WHAT NEEDS TO BE DONE → Please find every line in the entries below that contains the string "steel" and copy each one in full. Matches must have the same case.

** start of EXCERPTED RECORDS **

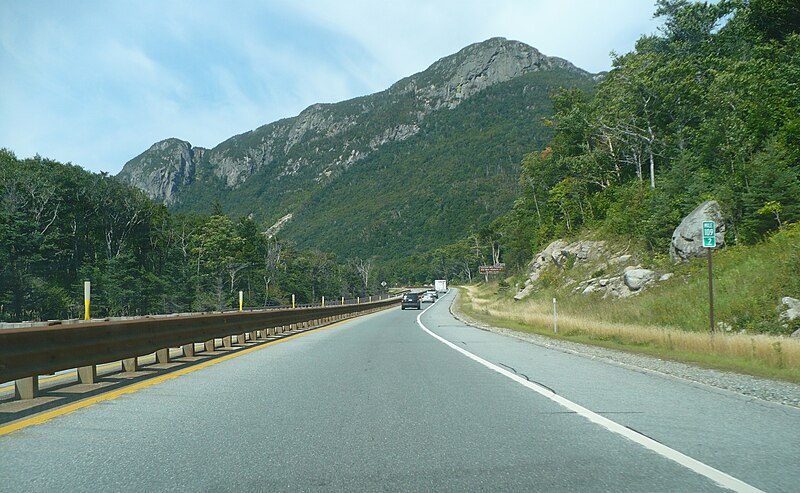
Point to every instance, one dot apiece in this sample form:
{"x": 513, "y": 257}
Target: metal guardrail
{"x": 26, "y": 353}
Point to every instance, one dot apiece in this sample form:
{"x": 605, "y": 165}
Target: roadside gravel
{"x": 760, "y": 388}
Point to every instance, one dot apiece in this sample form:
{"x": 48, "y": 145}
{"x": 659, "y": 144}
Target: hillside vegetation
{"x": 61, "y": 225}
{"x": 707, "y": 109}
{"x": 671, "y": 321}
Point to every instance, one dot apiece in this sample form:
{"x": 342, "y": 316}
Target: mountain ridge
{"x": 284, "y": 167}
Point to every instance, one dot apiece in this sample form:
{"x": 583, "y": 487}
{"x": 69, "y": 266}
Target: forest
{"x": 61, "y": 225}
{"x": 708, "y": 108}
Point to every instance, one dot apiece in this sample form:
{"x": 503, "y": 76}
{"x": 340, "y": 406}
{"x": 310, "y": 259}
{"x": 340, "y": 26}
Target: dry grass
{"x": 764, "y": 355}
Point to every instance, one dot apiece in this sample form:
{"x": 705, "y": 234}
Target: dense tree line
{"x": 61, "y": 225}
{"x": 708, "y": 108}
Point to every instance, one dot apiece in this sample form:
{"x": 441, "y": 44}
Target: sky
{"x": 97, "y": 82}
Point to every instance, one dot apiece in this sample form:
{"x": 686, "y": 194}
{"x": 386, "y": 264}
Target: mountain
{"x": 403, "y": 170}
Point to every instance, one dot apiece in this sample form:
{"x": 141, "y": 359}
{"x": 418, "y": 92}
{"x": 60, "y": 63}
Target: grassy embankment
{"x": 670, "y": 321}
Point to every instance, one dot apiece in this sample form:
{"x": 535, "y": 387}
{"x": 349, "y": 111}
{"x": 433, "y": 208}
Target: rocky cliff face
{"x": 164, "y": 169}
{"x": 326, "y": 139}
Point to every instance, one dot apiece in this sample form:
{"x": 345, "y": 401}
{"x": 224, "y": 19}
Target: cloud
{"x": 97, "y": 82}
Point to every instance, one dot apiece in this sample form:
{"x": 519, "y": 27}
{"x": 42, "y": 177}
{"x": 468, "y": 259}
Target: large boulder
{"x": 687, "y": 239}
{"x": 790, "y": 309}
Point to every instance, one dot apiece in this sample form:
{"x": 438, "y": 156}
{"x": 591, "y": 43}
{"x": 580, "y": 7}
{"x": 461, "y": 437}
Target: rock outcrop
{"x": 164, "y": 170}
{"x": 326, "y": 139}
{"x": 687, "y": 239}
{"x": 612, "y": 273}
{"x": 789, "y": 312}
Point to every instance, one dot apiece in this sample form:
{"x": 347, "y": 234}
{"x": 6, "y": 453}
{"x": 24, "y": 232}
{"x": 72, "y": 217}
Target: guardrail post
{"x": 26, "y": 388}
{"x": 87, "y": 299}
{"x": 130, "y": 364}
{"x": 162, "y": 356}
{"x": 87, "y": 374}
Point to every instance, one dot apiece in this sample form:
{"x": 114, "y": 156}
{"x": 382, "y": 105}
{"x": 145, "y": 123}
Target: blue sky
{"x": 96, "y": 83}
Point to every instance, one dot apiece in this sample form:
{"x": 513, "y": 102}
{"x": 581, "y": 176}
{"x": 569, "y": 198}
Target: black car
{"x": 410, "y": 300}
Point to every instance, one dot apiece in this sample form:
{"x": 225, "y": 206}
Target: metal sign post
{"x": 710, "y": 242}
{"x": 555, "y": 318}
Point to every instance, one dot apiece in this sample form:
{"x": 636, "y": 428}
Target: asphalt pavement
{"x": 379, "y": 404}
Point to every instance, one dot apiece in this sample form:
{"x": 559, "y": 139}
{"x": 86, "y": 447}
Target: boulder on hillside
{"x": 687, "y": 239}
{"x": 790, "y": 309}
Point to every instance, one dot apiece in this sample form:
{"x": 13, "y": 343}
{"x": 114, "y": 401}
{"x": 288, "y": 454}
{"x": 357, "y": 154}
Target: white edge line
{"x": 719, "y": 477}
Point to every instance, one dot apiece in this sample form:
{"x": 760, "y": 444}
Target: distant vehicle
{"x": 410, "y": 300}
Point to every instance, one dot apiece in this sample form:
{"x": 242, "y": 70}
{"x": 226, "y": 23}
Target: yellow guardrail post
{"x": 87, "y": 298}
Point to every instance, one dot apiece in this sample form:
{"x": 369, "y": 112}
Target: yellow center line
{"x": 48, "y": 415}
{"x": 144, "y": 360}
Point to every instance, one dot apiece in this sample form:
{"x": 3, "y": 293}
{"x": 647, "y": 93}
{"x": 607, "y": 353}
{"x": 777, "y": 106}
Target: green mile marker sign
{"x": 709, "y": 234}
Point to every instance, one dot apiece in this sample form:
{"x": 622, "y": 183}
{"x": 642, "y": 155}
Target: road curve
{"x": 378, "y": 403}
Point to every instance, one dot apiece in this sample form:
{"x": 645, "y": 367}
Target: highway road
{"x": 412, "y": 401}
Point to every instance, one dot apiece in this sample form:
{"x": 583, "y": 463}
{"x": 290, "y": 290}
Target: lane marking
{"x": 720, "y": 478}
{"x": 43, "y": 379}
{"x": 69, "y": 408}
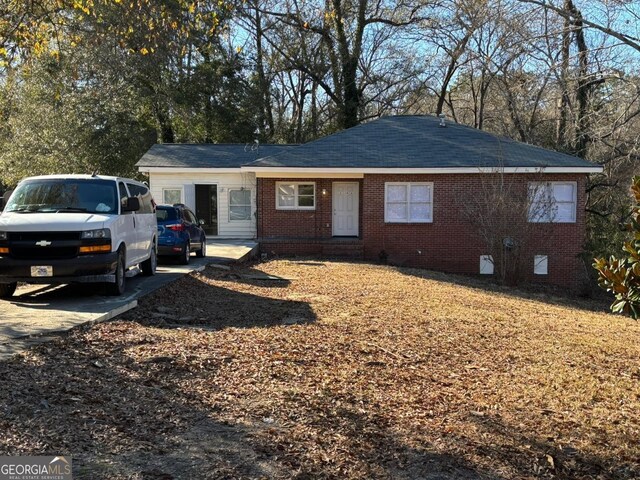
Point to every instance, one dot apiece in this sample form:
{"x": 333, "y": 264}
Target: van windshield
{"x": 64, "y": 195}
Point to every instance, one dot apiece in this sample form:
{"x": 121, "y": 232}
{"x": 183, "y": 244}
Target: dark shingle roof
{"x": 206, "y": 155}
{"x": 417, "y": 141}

** end of EXCERPTED RECORDS **
** start of EXCERPTED RECORDS **

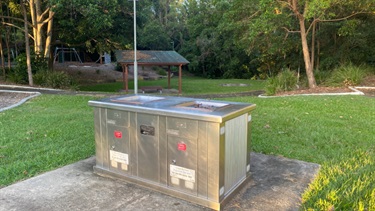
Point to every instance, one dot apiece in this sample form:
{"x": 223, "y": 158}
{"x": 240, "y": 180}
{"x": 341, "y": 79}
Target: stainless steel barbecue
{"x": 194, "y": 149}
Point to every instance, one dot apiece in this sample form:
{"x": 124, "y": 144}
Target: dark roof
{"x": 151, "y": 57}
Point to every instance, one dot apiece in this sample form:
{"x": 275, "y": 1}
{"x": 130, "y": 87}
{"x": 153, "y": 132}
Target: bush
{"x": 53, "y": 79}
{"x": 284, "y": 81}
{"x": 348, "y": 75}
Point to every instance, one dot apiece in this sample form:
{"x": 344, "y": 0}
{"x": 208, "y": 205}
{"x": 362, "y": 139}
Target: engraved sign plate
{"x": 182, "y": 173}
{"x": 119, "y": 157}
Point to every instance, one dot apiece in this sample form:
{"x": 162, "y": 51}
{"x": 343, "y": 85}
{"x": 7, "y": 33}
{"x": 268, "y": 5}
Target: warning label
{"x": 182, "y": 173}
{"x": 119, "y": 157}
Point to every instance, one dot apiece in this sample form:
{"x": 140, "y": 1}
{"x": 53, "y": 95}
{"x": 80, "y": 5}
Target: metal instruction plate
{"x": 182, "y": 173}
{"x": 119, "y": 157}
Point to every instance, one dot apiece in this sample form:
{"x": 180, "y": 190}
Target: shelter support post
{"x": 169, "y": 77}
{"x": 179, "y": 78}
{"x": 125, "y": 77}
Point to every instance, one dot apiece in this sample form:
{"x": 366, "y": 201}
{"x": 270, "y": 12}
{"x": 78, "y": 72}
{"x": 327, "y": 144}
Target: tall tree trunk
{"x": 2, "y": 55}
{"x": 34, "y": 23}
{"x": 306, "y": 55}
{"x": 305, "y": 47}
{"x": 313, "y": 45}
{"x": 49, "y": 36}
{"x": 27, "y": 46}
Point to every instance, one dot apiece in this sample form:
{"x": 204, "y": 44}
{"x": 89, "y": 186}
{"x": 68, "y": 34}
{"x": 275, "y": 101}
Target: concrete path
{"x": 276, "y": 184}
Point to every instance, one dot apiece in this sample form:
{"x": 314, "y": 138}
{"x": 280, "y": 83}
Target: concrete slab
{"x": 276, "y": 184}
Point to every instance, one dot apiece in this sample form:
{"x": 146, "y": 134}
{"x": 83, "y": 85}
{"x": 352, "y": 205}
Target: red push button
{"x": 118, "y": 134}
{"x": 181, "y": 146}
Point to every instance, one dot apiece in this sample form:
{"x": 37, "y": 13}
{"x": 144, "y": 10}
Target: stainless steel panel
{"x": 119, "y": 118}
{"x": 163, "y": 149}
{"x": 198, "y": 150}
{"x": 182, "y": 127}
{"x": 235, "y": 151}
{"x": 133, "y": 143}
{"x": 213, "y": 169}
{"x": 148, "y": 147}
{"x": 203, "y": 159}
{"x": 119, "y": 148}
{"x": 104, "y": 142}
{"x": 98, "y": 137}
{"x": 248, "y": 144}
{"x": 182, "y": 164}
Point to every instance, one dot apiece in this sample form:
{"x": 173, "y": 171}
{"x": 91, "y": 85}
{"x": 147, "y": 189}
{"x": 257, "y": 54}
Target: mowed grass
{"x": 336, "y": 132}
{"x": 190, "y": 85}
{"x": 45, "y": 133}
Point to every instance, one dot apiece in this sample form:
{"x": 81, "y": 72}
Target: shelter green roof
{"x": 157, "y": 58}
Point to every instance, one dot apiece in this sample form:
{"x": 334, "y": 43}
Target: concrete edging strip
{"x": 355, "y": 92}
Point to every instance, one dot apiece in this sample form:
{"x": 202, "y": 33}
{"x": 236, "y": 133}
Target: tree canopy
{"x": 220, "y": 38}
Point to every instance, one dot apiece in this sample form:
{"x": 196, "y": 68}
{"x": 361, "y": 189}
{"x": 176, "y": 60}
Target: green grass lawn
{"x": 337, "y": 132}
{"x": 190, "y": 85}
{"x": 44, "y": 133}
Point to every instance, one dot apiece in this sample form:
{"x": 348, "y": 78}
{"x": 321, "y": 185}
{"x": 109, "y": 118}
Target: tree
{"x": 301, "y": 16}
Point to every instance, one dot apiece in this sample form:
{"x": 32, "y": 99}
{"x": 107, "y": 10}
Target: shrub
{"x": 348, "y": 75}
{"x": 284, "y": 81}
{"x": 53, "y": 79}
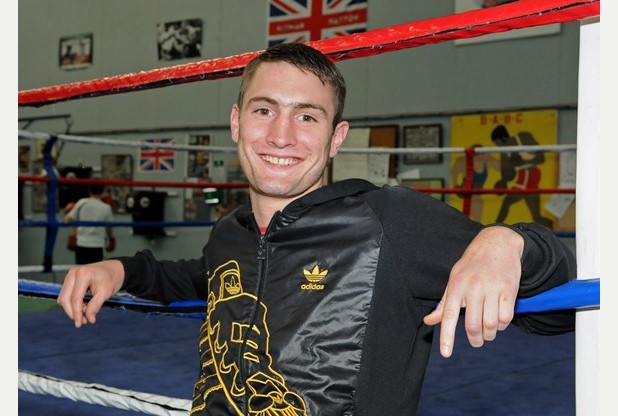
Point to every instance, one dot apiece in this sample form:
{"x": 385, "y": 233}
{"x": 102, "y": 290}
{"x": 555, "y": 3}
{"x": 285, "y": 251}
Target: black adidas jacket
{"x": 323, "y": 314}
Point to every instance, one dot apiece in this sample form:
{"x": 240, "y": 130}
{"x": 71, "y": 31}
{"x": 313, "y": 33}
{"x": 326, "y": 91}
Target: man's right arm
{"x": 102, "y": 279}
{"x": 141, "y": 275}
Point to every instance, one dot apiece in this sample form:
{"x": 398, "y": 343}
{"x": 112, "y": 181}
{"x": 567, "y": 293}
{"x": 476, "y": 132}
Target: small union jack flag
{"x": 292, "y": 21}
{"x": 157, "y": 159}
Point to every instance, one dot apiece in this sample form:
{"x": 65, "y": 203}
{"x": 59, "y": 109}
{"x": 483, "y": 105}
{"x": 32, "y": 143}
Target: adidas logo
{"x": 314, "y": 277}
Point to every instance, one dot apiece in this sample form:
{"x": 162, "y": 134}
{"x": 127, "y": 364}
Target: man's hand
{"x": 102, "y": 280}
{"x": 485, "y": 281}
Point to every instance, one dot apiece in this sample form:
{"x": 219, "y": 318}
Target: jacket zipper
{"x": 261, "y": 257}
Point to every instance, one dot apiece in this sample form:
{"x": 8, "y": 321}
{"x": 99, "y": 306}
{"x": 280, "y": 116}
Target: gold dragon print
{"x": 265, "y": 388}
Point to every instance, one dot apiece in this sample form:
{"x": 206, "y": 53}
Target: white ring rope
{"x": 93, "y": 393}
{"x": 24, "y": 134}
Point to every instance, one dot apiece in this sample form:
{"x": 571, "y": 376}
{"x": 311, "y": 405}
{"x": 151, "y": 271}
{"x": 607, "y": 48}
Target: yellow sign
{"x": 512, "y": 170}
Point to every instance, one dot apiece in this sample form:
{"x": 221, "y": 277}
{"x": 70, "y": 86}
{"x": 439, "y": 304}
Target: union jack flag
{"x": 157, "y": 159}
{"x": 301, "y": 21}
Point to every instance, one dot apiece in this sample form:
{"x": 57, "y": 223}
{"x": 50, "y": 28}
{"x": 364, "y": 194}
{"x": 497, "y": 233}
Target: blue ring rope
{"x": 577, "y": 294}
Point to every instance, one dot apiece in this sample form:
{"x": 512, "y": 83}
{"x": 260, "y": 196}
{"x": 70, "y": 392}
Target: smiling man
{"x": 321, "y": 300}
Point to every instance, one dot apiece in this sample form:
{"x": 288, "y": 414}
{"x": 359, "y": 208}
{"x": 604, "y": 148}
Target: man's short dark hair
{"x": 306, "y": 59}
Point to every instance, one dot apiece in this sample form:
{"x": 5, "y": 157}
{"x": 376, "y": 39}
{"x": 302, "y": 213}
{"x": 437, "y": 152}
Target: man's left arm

** end of EXCERPTED RECORDS **

OUTPUT BELOW →
Target: stainless steel barbecue
Target: stainless steel panel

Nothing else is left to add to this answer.